## [Ação solicitada A]
Responda às perguntas com base no texto sobre segurança e populismo punitivo.
(i) Que pergunta fundamental a crise de direitos coloca?
(ii) De quem é o exemplo apontado como paradigmático do populismo punitivo?
(iii) Em quais países há regiões citadas como exemplo de modelos de segurança comunitária?
## [Ação solicitada B]
Transcreva do texto sobre segurança e populismo punitivo o trecho que começa nas palavras "Mas também não" e termina depois de "Bukele é paradigmático.".
## [Ação solicitada C]
Segundo o texto sobre segurança e populismo punitivo, por que pensar em modelos de segurança comunitária se torna um elemento central? Responda em uma a três frases.

## [Trecho do documento]
Contestar o conceito de segurança a partir de uma perspectiva que rompe com a lógica punitiva para se opor a um horizonte de direitos sociais é fundamental para poder responder, a partir de uma perspectiva de classe, às inseguranças e à violência geradas pelas políticas neoliberais. É fundamental para evitar que as políticas punitivas penetrem na medula das classes populares, estigmatizando a migração e a pobreza e favorecendo a guerra dos penúltimos contra os últimos. De fato, estamos diante de uma crise de direitos que coloca uma questão fundamental: quem tem direito a ter direitos? Dependendo de como respondermos a essa pergunta, podemos lutar ou abrir caminho para a extrema direita.
Mas também não podemos negar que o aumento da violência, que está claramente enraizado em desigualdades gritantes e na destruição das economias locais pelo neoliberalismo, é cada vez mais um problema em muitos países. O neoliberalismo expulsou grande parte das classes trabalhadoras da sociedade, alimentando gangues, quadrilhas e, por fim, o crime organizado, com um número infinito de homens e mulheres que não conhecem outras opções. Essa situação sequestrou qualquer possibilidade de democracia e favoreceu a disseminação do populismo punitivo, do qual o exemplo de Bukele é paradigmático.
Nesse sentido, o discurso do compartilhamento da riqueza, da eliminação das desigualdades e do aumento do estado social é fundamental para encontrar qualquer solução de médio prazo. Mas, a curto prazo, isso pode parecer irrealista em termos de enfrentamento dos problemas de violência que a comunidade realmente sofre diariamente. O desafio da esquerda é apresentar à sociedade alternativas confiáveis para o enfrentamento da violência estrutural que mostrem um caminho diferente do populismo punitivo de Bukele. Uma solução que deve envolver a colocação em prática de modelos de segurança comunitária, como, por exemplo, em algumas regiões do México ou do Equador. Em face da crescente violência estrutural, pensar em modelos de segurança comunitária torna-se um elemento central, não apenas para combater a violência, mas também para reconstruir os laços comunitários. Só poderemos derrotar o fenômeno Bukele se nos tornarmos uma alternativa confiável às suas propostas autoritárias.

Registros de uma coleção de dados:
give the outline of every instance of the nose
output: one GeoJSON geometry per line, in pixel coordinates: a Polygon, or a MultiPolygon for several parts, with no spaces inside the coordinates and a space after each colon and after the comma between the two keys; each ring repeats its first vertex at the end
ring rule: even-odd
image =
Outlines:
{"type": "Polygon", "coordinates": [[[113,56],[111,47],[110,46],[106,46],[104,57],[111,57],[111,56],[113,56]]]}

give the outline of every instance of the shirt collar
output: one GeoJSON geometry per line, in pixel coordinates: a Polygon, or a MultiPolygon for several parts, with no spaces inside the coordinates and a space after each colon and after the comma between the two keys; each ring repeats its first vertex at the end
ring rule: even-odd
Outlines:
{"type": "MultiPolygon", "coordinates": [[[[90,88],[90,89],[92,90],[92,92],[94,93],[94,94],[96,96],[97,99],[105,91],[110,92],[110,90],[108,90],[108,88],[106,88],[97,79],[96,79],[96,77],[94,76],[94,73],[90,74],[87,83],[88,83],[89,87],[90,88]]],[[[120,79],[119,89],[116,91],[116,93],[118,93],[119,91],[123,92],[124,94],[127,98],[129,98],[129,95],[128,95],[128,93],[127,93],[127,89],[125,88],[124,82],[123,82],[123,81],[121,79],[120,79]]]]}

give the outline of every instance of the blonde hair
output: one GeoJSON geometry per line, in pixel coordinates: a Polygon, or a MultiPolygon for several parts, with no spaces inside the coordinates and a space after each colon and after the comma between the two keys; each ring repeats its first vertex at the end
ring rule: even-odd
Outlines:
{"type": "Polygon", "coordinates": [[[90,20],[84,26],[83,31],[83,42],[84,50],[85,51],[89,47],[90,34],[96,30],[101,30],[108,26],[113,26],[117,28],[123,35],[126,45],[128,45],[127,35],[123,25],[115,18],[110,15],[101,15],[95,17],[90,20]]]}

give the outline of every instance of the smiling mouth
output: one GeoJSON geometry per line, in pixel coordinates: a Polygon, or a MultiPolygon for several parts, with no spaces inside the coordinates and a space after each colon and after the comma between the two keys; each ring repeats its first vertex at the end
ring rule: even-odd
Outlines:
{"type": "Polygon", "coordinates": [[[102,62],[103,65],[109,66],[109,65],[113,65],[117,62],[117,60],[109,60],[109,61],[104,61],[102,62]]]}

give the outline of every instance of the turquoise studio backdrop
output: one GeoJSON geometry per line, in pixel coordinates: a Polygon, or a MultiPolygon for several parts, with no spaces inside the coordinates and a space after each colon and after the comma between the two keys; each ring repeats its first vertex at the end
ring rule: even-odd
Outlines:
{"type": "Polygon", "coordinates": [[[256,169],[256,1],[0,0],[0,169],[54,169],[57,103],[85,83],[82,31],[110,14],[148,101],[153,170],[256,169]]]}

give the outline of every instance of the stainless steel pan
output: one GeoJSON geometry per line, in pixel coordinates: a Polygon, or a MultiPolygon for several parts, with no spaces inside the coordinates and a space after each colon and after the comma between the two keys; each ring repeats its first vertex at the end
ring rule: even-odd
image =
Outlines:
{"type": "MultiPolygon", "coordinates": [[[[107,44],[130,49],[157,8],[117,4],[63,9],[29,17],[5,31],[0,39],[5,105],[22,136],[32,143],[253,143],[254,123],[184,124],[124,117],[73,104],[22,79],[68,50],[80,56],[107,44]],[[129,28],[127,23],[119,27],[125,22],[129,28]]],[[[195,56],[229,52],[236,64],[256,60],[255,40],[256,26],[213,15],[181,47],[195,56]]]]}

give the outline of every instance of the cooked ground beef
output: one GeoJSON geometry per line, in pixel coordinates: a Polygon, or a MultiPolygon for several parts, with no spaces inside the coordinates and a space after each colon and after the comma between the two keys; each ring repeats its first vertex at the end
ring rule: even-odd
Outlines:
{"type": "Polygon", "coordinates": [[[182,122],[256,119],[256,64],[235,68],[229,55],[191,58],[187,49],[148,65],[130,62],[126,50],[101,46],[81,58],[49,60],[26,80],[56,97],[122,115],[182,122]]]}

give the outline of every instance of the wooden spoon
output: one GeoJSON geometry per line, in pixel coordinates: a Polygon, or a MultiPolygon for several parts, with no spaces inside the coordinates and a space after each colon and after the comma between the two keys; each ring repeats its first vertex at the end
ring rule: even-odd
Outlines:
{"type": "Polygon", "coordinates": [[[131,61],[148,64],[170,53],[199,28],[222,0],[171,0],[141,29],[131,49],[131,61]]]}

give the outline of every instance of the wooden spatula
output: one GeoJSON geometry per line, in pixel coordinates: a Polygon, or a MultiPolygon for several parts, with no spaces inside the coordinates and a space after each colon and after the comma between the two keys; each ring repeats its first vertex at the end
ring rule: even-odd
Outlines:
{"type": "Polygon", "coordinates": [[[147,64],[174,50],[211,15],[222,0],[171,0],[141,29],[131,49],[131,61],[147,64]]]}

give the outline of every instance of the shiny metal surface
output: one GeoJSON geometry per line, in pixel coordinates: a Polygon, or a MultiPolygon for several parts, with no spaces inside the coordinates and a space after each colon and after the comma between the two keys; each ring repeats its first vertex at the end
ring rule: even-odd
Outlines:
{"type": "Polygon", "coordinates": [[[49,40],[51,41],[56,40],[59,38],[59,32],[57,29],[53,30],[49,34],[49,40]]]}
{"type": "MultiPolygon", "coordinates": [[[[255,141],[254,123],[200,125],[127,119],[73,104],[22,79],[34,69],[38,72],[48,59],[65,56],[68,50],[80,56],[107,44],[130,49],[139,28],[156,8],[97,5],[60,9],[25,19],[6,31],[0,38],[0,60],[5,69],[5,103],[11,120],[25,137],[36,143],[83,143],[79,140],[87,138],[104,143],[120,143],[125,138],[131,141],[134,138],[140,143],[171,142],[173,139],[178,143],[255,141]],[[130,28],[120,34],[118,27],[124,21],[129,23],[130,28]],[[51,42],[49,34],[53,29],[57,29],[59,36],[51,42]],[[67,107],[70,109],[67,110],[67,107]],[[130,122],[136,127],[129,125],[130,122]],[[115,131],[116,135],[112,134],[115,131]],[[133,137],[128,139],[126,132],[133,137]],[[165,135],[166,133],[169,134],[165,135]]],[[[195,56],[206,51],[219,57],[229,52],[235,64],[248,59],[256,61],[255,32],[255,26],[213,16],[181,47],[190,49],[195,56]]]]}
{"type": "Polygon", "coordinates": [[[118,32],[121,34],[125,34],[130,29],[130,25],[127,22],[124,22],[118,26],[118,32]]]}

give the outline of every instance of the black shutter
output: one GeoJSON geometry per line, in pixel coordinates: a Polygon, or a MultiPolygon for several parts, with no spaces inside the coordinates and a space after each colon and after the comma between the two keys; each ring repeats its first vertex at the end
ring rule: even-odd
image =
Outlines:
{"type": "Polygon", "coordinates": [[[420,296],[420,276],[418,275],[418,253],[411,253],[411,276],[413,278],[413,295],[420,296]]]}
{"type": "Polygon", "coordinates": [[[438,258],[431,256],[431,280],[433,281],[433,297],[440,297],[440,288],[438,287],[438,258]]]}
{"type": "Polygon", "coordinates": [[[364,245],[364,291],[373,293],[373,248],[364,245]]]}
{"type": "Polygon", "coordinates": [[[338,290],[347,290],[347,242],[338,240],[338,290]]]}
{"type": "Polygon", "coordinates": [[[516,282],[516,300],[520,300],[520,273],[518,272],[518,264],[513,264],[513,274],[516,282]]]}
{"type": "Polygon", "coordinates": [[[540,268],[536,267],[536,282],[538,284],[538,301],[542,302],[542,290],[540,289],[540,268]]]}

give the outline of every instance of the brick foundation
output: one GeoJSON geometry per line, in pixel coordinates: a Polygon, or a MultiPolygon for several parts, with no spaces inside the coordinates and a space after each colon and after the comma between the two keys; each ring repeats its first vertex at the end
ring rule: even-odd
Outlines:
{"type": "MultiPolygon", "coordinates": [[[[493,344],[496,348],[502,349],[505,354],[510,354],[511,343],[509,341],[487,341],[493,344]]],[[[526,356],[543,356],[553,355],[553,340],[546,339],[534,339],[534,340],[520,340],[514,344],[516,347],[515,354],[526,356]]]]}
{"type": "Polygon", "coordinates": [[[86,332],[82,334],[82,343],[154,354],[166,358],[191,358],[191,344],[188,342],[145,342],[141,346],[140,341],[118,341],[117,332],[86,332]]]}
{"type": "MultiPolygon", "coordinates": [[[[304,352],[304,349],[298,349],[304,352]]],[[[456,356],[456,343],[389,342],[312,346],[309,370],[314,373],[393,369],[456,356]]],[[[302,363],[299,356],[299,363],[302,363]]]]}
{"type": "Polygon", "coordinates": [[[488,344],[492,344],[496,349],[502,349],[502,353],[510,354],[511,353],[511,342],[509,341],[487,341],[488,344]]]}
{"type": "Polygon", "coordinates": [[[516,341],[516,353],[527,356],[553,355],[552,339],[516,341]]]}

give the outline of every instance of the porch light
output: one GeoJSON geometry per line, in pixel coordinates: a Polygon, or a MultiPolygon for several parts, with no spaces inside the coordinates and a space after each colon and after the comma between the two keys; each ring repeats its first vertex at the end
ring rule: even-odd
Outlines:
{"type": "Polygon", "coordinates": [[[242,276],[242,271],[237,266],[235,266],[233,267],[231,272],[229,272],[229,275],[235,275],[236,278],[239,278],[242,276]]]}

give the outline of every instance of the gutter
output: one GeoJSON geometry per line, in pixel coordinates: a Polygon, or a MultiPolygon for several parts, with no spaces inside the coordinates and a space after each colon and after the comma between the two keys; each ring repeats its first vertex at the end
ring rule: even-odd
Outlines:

## [Resposta da tarefa A]
(i) Quem tem direito a ter direitos?
(ii) O de Bukele.
(iii) México e Equador.

## [Resposta da tarefa B]
Mas também não podemos negar que o aumento da violência, que está claramente enraizado em desigualdades gritantes e na destruição das economias locais pelo neoliberalismo, é cada vez mais um problema em muitos países. O neoliberalismo expulsou grande parte das classes trabalhadoras da sociedade, alimentando gangues, quadrilhas e, por fim, o crime organizado, com um número infinito de homens e mulheres que não conhecem outras opções. Essa situação sequestrou qualquer possibilidade de democracia e favoreceu a disseminação do populismo punitivo, do qual o exemplo de Bukele é paradigmático.

## [Resposta da tarefa C]
Diante da crescente violência estrutural, esses modelos se tornam centrais não apenas para combater a violência, mas também para reconstruir os laços comunitários.